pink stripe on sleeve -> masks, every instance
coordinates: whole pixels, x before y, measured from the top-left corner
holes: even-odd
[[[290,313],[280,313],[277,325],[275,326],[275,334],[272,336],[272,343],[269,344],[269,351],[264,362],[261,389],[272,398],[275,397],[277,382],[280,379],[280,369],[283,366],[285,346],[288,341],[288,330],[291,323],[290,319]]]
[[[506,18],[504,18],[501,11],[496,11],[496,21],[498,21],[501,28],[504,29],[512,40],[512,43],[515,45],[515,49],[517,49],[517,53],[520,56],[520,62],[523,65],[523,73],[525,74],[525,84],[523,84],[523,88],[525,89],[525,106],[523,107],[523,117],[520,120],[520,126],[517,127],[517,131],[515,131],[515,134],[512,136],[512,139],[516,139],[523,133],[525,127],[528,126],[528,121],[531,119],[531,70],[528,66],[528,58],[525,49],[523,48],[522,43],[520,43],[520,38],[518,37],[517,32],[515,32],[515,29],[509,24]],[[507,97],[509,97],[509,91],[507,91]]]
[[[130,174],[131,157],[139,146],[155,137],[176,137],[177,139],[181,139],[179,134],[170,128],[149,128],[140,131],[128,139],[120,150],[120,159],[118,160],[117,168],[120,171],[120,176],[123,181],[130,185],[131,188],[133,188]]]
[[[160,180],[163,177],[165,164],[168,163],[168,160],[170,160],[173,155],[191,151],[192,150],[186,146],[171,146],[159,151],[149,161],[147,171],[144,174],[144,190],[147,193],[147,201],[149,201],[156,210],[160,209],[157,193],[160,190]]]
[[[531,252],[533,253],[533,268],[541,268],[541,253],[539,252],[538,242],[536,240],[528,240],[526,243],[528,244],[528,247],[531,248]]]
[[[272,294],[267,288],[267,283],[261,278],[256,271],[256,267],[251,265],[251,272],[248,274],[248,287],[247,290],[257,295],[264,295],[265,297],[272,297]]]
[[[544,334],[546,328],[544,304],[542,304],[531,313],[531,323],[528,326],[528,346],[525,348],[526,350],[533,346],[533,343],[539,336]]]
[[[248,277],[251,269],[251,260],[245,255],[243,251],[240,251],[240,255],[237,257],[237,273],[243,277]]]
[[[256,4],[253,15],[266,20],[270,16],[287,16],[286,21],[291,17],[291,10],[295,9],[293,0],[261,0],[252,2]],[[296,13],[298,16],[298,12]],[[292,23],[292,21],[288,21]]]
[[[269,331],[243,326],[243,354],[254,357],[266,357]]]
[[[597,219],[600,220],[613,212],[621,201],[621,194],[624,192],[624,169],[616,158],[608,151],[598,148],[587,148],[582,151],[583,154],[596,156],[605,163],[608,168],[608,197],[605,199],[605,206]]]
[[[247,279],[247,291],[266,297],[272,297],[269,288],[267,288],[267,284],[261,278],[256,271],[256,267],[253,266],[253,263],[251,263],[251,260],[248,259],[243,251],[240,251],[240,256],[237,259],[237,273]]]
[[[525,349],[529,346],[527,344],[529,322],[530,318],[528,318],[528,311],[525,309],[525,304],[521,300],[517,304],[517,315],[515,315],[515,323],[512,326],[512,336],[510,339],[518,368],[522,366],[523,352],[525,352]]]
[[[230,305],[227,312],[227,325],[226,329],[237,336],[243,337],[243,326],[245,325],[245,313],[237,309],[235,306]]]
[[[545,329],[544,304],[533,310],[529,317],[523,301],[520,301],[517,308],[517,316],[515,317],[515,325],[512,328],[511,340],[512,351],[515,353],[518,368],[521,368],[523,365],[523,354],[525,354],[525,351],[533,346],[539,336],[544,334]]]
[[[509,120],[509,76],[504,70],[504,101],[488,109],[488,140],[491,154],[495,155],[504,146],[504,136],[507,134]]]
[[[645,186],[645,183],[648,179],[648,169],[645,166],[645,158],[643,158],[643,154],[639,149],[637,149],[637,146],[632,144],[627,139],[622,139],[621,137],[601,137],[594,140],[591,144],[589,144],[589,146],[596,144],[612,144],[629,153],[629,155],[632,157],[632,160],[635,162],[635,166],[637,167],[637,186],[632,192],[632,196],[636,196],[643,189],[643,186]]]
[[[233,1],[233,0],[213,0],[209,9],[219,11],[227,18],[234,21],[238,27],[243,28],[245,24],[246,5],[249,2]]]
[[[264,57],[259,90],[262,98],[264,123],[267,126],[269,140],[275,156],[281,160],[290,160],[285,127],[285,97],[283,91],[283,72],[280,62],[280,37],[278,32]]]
——————
--- Your objective ---
Each record should be returned precisely as written.

--- Task output ---
pink stripe on sleeve -> masks, every instance
coordinates: whole pixels, x before y, measured from the top-left corner
holes: even-odd
[[[290,313],[280,313],[277,325],[275,326],[275,334],[272,336],[272,343],[269,344],[269,351],[264,362],[261,389],[272,398],[275,397],[277,382],[280,379],[280,369],[283,366],[285,346],[288,341],[288,330],[291,323],[290,319]]]
[[[506,18],[504,18],[501,11],[496,11],[496,21],[498,21],[501,28],[504,29],[512,40],[512,43],[515,45],[515,49],[517,49],[517,53],[520,56],[520,62],[523,65],[523,73],[525,74],[525,84],[523,84],[523,88],[525,89],[525,106],[523,107],[523,117],[520,120],[520,126],[517,127],[517,131],[515,131],[515,134],[512,136],[512,139],[516,139],[523,133],[525,127],[528,126],[528,121],[531,119],[531,70],[528,66],[528,58],[525,49],[523,48],[522,43],[520,43],[520,38],[518,37],[517,32],[515,32],[515,29],[509,24]],[[507,97],[509,97],[509,91],[507,91]]]
[[[130,174],[131,157],[139,146],[155,137],[176,137],[177,139],[181,139],[179,134],[170,128],[149,128],[140,131],[128,139],[120,150],[120,159],[118,160],[117,168],[120,171],[120,176],[123,181],[130,185],[131,188],[133,188]]]
[[[160,180],[163,177],[165,164],[168,163],[168,160],[170,160],[173,155],[191,151],[192,150],[186,146],[171,146],[159,151],[149,161],[147,171],[144,174],[144,190],[147,193],[147,201],[149,201],[156,210],[160,209],[157,193],[160,190]]]
[[[531,252],[533,253],[533,268],[541,268],[541,253],[539,252],[538,242],[536,240],[528,240],[526,243],[528,244],[528,247],[531,248]]]
[[[272,294],[267,288],[267,283],[261,278],[256,271],[256,267],[251,265],[251,272],[248,274],[248,287],[247,290],[257,295],[264,295],[265,297],[272,297]]]
[[[544,334],[546,328],[544,304],[542,304],[531,313],[531,323],[528,326],[528,346],[525,348],[526,350],[533,346],[533,343],[539,336]]]
[[[248,277],[251,269],[251,260],[245,255],[243,251],[240,251],[240,255],[237,257],[237,273],[243,277]]]
[[[256,4],[253,15],[266,20],[270,16],[287,16],[286,21],[291,17],[291,10],[295,9],[293,0],[261,0],[252,2]],[[296,13],[298,16],[298,12]],[[292,23],[292,21],[288,21]]]
[[[269,331],[243,326],[243,354],[254,357],[266,357]]]
[[[597,219],[600,220],[613,212],[621,201],[621,194],[624,192],[624,169],[616,158],[608,151],[598,148],[587,148],[582,151],[583,154],[596,156],[605,163],[608,168],[608,197],[605,199],[605,206]]]
[[[247,279],[247,291],[266,297],[272,297],[269,288],[267,288],[267,284],[261,278],[256,271],[256,267],[253,266],[253,263],[251,263],[251,260],[248,259],[243,251],[240,251],[240,256],[237,259],[237,273]]]
[[[525,349],[529,346],[527,344],[529,322],[530,318],[528,318],[528,311],[525,309],[525,304],[521,300],[517,304],[517,315],[515,315],[515,323],[512,326],[512,336],[510,339],[518,368],[522,366],[523,352],[525,352]]]
[[[230,305],[227,312],[227,325],[226,329],[237,336],[243,337],[243,326],[245,325],[245,313],[237,309],[235,306]]]
[[[545,329],[544,304],[533,310],[529,317],[523,301],[520,301],[517,308],[517,316],[515,317],[515,325],[512,328],[511,340],[512,351],[515,353],[518,368],[521,368],[523,365],[523,354],[525,354],[525,351],[533,346],[539,336],[544,334]]]
[[[509,120],[509,76],[504,70],[504,101],[488,109],[488,140],[491,154],[495,155],[504,146],[504,136],[507,134]]]
[[[645,186],[645,183],[648,179],[648,169],[645,166],[645,158],[643,158],[643,154],[639,149],[637,149],[637,146],[632,144],[627,139],[622,139],[621,137],[601,137],[594,140],[591,144],[589,144],[589,146],[596,144],[612,144],[629,153],[629,155],[632,157],[632,160],[635,162],[635,166],[637,167],[637,186],[632,192],[632,196],[636,196],[643,189],[643,186]]]
[[[233,1],[233,0],[213,0],[209,9],[219,11],[227,18],[234,21],[238,27],[243,28],[245,24],[246,5],[249,2]]]
[[[264,57],[259,90],[262,98],[264,123],[267,126],[269,140],[275,156],[281,160],[290,160],[285,127],[285,97],[283,91],[283,72],[280,62],[280,37],[278,32]]]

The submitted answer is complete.